WORK ITEM: Copy each line of the data below, character for character.

RECORDS FOR PROCESSING:

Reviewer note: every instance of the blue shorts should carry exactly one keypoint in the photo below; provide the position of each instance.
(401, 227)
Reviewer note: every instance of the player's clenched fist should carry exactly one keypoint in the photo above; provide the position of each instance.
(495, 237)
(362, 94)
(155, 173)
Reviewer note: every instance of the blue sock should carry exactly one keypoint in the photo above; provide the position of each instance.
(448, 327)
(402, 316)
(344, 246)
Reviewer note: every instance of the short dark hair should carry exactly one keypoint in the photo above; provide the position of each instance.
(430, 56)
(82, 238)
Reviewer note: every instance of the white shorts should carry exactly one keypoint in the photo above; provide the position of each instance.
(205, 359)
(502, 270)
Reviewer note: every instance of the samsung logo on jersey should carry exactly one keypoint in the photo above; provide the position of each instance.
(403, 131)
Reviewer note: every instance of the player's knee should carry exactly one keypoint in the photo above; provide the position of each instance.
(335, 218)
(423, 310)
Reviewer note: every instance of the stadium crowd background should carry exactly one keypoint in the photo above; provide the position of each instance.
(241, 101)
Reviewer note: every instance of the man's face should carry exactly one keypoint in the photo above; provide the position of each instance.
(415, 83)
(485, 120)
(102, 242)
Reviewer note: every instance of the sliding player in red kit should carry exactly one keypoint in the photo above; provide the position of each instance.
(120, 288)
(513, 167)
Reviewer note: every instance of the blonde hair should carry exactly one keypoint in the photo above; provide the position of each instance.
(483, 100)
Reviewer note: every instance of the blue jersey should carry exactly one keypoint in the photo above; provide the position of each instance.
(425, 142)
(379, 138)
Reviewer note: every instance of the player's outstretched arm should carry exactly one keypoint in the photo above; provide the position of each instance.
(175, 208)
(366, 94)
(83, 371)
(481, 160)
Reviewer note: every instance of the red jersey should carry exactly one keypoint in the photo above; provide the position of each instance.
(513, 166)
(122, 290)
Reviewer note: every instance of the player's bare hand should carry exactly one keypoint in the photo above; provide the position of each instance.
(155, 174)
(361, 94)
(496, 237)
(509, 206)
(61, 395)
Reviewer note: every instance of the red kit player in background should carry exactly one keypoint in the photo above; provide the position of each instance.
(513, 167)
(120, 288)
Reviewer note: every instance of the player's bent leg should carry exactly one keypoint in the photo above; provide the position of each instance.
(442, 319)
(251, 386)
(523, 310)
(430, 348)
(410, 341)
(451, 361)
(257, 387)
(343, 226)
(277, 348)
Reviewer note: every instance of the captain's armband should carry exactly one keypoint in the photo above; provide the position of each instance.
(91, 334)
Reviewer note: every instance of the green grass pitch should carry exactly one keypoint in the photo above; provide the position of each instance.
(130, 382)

ANSWER AREA:
Reviewer note: every instance of the blue shorts should carry exactly one keypoint in the photo below; provide the position of each instance.
(401, 227)
Reviewer note: every instance of the player's clenched fist should carry exactly one keypoint in the photo above; provide the position of each instance.
(495, 237)
(362, 94)
(155, 173)
Reviewer note: every instance of the blue sock should carry exactly one keypoint in the photo above; provide the position of each instance.
(448, 327)
(402, 316)
(344, 246)
Reviewer note: every instance of the short dark hair should carry exactly one keypoint in the photo above; provide the position of each instance.
(430, 56)
(82, 238)
Reviewer note: every instance of the white shorts should carry exactly one keypoint in the photo above; provide the position of each instance.
(205, 359)
(502, 270)
Reviewer note: every instance of the samsung logo on jersey should carry exactly one keypoint in the photo above; provide the position of each instance.
(403, 131)
Reviewer note: every instance of the player's knee should carry exactly one keypoint in the photo above; provide the position of each instance.
(335, 218)
(423, 310)
Reviewer note: every instance of the stadium crowd background should carry exactly one keypoint in the photo above; provide the position of each instance.
(241, 101)
Reviewer note: every instance of the man's face should carry exactly one keypoint in the photo above; provide the position of each instance.
(415, 83)
(485, 120)
(102, 242)
Reviewer note: every instance of the sliding player in red kit should carry exactly one keypoint in the photo above; provide the position of each instance.
(120, 288)
(513, 167)
Reviewer note: every instance of the blonde hair should carry exactly one keypoint in the photo above; provide the position of each instance.
(483, 100)
Reviewer note: every instance of the blue jersey should carry exactly one keypoint in the photo above; provide the position of each instance.
(425, 142)
(379, 138)
Reviewer note: every instance of the player's outstretched arm should carry exactly one keypoint in the photo above; provide the position of each instance.
(175, 208)
(366, 94)
(83, 371)
(481, 160)
Reviewer note: every instance of the red jersey should carry exactly one keypoint in the photo above; provide the position of each instance.
(513, 166)
(122, 290)
Reviewer note: every instance of the player's bare hand should carry exactly one keypoint in the photo above; provide the position of each instance.
(155, 174)
(361, 94)
(496, 237)
(509, 206)
(61, 395)
Reviewer note: every instance of the red kit player in background should carry exactly one keypoint in the photo above; provide the position of each instance.
(513, 167)
(120, 288)
Reviewer note: every instance of the player's bent leg should carry exactly one keypoint in the photo above; provide the position of each instance.
(442, 319)
(251, 386)
(523, 310)
(430, 348)
(410, 341)
(451, 361)
(257, 387)
(343, 226)
(277, 348)
Reviewer note: every instance of the captain's armband should carry exactly one keypoint in the photo above; provide the position of each instance.
(91, 334)
Reviewer note: every instance of the green grass pitch should carry exactly one keypoint in the photo above; provide the position of each instance.
(130, 382)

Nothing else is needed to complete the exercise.